[Start of Material supplied]

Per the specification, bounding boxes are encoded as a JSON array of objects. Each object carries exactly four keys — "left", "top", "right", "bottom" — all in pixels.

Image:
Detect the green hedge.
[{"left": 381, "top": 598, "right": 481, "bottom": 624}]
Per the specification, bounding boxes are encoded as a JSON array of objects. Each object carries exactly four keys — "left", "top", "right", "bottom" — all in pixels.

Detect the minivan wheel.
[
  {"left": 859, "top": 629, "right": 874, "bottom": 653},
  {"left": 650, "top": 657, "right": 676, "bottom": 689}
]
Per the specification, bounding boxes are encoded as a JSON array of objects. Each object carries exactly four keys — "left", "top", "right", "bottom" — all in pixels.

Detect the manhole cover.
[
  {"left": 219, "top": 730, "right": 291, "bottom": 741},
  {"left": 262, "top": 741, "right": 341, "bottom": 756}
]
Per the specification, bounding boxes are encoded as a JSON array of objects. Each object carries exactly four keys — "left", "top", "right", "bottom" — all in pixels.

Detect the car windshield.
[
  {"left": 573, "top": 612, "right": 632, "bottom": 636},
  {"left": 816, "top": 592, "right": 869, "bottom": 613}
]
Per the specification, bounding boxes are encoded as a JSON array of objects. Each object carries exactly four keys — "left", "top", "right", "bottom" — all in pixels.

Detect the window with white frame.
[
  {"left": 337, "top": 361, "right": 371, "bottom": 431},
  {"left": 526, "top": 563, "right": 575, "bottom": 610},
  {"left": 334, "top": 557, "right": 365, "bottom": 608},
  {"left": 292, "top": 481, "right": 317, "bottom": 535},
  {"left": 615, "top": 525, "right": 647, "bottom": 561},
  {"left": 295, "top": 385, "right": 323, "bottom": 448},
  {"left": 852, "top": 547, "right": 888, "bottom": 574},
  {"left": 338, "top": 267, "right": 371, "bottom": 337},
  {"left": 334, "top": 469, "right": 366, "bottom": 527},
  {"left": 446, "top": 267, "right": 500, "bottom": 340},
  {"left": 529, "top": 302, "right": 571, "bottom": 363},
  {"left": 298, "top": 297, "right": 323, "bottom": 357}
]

[End of Material supplied]

Stated problem: Pick out every line in the records above that contains the word "Detect", and copy each one. Case counts.

Result of this exercise:
Detect the green hedge.
Detect the minivan wheel.
Detect the manhole cover.
Detect the car windshield.
Detect the window with white frame.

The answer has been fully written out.